Excerpted text:
··········

Jane Morgan (1832 – 4 April 1899) was an Irish painter and sculptor.

==Early life==
Jane Morgan was one of five children of Anthony Morgan of Prospect Hill (now called Ardnalee) Carrigrohane, County Cork, Ireland.

She studied under Robert Richard Scanlan of the Cork School of Design and Joseph Robinson Kirk. She won a prize in 1860 for her life-sized sculpture Nourmahal and exhibited two marble pieces in Dublin in 1865. In 1865, she and her sister Maria "Middy" Morgan moved to Rome, where Jane Morgan became associated with the circle of expatriate artists including Harriet Hosmer and Emma Stebbins. Jane Morgan studied art in Rome, Copenhagen, Düsseldorf, and Munich. She lived in Munich for fifteen years.

==Paintings==
Her paintings include large-scale human tableaus skillfully capturing details like clothing, such as Monks and a Courtier (1883), in a private collection. Her Is That All? (1898) in the Ulster Museum depicts a woman and her child selling prized possessions to a pawnbroker.

··········

Recorded data:
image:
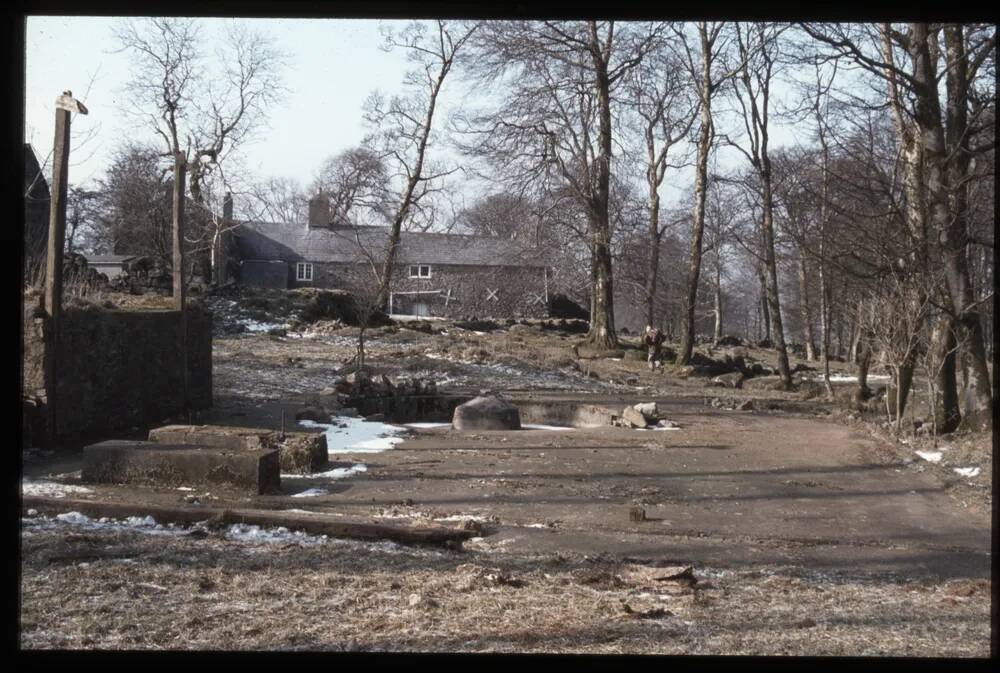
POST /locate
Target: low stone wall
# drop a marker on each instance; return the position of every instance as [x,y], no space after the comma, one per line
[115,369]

··········

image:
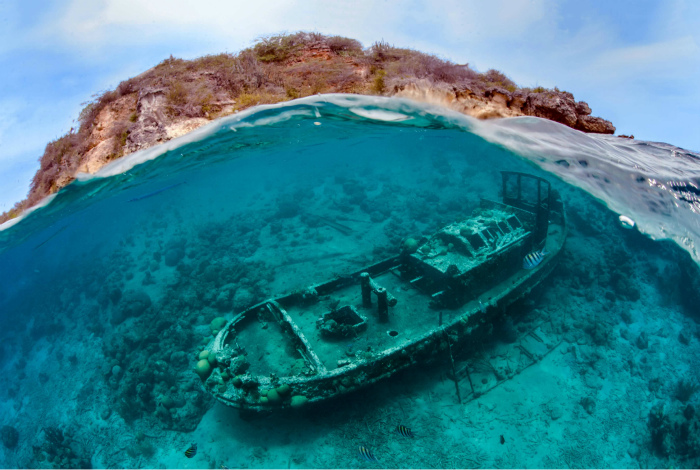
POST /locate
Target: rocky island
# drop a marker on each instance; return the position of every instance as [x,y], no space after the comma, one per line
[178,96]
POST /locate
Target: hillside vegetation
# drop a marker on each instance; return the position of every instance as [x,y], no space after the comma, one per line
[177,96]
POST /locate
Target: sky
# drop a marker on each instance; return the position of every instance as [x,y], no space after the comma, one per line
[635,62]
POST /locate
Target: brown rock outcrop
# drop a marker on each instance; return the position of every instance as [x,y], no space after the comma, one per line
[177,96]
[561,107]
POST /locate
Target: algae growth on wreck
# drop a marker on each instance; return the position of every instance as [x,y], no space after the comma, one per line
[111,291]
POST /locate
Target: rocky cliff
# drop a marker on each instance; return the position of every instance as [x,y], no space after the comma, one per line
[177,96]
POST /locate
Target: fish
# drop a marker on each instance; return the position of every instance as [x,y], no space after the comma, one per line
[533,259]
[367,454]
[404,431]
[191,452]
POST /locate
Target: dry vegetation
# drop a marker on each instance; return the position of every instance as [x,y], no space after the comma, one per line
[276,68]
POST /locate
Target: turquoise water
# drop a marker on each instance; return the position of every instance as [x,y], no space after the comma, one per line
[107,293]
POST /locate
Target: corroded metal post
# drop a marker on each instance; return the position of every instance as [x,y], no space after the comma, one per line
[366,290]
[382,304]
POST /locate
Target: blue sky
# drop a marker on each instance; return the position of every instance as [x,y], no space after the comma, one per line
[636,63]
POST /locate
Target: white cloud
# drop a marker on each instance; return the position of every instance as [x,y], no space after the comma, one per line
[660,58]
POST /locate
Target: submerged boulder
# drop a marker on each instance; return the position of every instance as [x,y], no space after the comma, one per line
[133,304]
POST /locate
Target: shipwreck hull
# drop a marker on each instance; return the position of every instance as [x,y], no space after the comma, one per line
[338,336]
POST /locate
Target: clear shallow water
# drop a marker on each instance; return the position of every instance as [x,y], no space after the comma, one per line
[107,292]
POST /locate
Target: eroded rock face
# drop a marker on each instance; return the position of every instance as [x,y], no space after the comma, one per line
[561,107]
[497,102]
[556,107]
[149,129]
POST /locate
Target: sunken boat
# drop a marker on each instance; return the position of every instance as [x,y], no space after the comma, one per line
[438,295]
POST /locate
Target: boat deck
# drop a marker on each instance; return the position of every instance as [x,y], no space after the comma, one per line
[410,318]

··········

Exercise instructions:
1 > According to the excerpt on Jane Morgan, in which museum is her painting Is That All? held?
2 > Extract the passage of the excerpt on Jane Morgan that runs from "Jane Morgan (1832" up to and including "for fifteen years.".
The rows have no connection to the excerpt on Jane Morgan.

Answers for the exercise:
1 > The Ulster Museum

2 >
Jane Morgan (1832 – 4 April 1899) was an Irish painter and sculptor.

==Early life==
Jane Morgan was one of five children of Anthony Morgan of Prospect Hill (now called Ardnalee) Carrigrohane, County Cork, Ireland.

She studied under Robert Richard Scanlan of the Cork School of Design and Joseph Robinson Kirk. She won a prize in 1860 for her life-sized sculpture Nourmahal and exhibited two marble pieces in Dublin in 1865. In 1865, she and her sister Maria "Middy" Morgan moved to Rome, where Jane Morgan became associated with the circle of expatriate artists including Harriet Hosmer and Emma Stebbins. Jane Morgan studied art in Rome, Copenhagen, Düsseldorf, and Munich. She lived in Munich for fifteen years.